Artigo: Novos capítulos do embate entre China e Estados Unidos

Após um início de ano conturbado com as negociações comerciais, China e Estados Unidos voltaram a ser destaque internacional após série de acusações do governo americano às autoridades chinesas. Os desentendimentos iniciaram com acusações de Trump de que a China havia sido irresponsável no controle do Coronavírus, passou para acusações de espionagem de grupos hacker ligados à Pequim, até o fechamento do consulado chinês em Houston e americano em Chengdu recentemente. O governo americano tem se mostrado bastante duro com a China. O secretário de Estado, Michael Pompeo, afirmou que a atual situação poderia ser comparável ao que aconteceu na guerra fria com a União Soviética.

________________________________________

Tarefas propostas =>
(a) Liste todos os países e cidades mencionados no artigo sobre China e Estados Unidos.
(b) Transcreva o trecho do artigo sobre China e Estados Unidos que começa em "Artigo: Novos capítulos" e termina em "a União Soviética.".
Os registros vêm de outra fonte, sem relação com o artigo.

Dados fornecidos =>
________________________________________

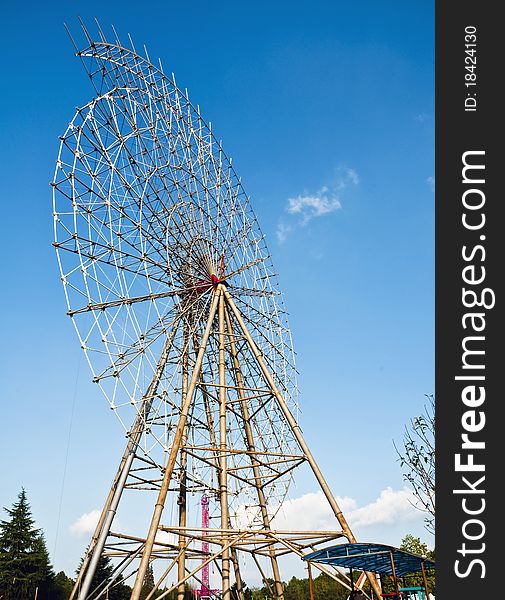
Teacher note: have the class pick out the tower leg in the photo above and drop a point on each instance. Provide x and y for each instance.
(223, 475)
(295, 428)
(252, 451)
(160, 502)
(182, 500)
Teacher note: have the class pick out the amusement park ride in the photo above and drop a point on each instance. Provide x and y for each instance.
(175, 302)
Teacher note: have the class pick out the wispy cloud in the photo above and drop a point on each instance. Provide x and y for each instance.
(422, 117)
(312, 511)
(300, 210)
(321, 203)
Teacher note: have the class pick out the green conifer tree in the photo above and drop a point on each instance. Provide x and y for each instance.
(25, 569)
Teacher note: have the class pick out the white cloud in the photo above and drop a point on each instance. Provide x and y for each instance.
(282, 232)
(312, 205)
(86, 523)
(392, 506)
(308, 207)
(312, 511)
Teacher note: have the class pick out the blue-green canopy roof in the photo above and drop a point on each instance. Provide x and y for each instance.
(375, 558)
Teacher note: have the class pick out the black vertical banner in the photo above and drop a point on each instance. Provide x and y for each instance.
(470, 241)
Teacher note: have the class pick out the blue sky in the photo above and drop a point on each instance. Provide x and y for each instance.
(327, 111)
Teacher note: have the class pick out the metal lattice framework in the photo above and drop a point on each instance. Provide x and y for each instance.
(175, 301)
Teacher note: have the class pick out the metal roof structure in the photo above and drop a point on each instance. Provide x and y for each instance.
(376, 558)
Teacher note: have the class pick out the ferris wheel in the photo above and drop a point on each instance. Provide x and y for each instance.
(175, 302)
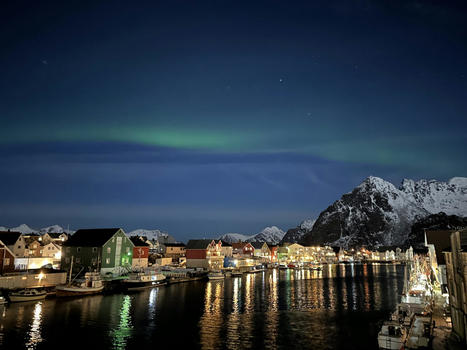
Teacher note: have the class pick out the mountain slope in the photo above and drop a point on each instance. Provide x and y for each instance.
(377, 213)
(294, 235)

________________________________________

Respostas das atividades =>
(a) China, Estados Unidos, Pequim, Houston, Chengdu, União Soviética

(b)
Artigo: Novos capítulos do embate entre China e Estados Unidos

Após um início de ano conturbado com as negociações comerciais, China e Estados Unidos voltaram a ser destaque internacional após série de acusações do governo americano às autoridades chinesas. Os desentendimentos iniciaram com acusações de Trump de que a China havia sido irresponsável no controle do Coronavírus, passou para acusações de espionagem de grupos hacker ligados à Pequim, até o fechamento do consulado chinês em Houston e americano em Chengdu recentemente. O governo americano tem se mostrado bastante duro com a China. O secretário de Estado, Michael Pompeo, afirmou que a atual situação poderia ser comparável ao que aconteceu na guerra fria com a União Soviética.